------ SOURCE MATERIAL ------
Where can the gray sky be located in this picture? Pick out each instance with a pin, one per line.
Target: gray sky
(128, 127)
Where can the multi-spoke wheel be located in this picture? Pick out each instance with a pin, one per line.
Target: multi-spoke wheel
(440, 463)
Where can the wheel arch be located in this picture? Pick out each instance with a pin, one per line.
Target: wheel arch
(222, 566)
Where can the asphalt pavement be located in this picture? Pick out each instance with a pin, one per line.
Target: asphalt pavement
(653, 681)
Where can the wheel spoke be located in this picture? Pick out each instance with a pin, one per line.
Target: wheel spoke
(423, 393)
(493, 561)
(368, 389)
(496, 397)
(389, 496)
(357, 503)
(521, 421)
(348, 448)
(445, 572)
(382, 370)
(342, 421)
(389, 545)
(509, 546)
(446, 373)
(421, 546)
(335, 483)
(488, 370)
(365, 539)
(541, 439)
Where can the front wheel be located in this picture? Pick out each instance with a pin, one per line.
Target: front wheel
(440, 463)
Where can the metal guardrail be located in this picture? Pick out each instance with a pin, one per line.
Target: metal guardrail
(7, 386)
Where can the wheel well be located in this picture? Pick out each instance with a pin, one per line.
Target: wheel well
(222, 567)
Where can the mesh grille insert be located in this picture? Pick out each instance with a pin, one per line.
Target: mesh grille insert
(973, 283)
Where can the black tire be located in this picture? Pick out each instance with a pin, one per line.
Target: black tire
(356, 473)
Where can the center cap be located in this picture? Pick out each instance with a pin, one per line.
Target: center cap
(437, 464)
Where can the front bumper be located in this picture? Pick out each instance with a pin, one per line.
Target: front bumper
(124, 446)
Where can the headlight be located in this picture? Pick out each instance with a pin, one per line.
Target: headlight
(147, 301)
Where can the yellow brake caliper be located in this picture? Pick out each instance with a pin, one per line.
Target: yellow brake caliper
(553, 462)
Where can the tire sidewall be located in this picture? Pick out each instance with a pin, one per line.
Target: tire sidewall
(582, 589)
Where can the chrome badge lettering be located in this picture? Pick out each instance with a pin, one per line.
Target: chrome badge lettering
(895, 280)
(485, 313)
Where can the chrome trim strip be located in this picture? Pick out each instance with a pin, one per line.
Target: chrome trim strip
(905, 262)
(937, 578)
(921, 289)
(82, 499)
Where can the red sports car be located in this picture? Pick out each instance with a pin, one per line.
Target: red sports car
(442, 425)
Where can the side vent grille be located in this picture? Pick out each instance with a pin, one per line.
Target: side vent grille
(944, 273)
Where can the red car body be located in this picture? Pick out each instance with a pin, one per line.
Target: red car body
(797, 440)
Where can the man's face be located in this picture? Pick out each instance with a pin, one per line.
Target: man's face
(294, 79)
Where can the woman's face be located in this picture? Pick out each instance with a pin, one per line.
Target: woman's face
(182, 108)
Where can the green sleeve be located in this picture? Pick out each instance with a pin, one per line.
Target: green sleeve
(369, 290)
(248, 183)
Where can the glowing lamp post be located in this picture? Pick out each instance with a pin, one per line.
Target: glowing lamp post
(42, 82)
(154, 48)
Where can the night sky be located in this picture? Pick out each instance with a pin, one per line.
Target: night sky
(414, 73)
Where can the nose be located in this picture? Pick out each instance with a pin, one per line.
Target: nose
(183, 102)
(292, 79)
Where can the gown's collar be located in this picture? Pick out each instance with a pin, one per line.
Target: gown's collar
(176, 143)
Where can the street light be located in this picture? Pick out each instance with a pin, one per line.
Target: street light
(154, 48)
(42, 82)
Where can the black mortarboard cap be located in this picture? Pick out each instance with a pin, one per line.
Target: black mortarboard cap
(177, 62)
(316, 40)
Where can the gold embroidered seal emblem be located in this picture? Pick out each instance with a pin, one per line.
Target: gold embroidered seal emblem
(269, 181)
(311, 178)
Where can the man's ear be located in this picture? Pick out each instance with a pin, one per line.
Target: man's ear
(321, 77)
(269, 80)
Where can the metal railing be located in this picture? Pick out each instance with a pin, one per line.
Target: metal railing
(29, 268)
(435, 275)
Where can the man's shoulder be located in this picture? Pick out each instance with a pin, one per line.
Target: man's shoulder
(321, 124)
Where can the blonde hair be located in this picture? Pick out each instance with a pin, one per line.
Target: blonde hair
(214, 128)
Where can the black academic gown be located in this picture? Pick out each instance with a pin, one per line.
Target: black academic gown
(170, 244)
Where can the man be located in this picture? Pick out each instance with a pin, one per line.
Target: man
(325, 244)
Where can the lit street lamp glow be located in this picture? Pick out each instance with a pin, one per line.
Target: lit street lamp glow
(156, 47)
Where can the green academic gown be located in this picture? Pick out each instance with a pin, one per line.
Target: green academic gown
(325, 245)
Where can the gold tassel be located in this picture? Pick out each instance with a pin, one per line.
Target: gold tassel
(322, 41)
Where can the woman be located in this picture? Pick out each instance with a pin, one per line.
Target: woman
------
• **WHAT IS BEING ASKED**
In the entries above, find the line with "Where can the headlight" and the line with "Where can the yellow", then set down exactly those two and every line between them, nothing else.

• **ANSWER FOR THE TASK**
Where can the headlight be located in this picture? Pick out each instance with a pin, one per line.
Target: headlight
(147, 301)
Where can the yellow brake caliper be located in this picture? Pick out each instance with a pin, one per line.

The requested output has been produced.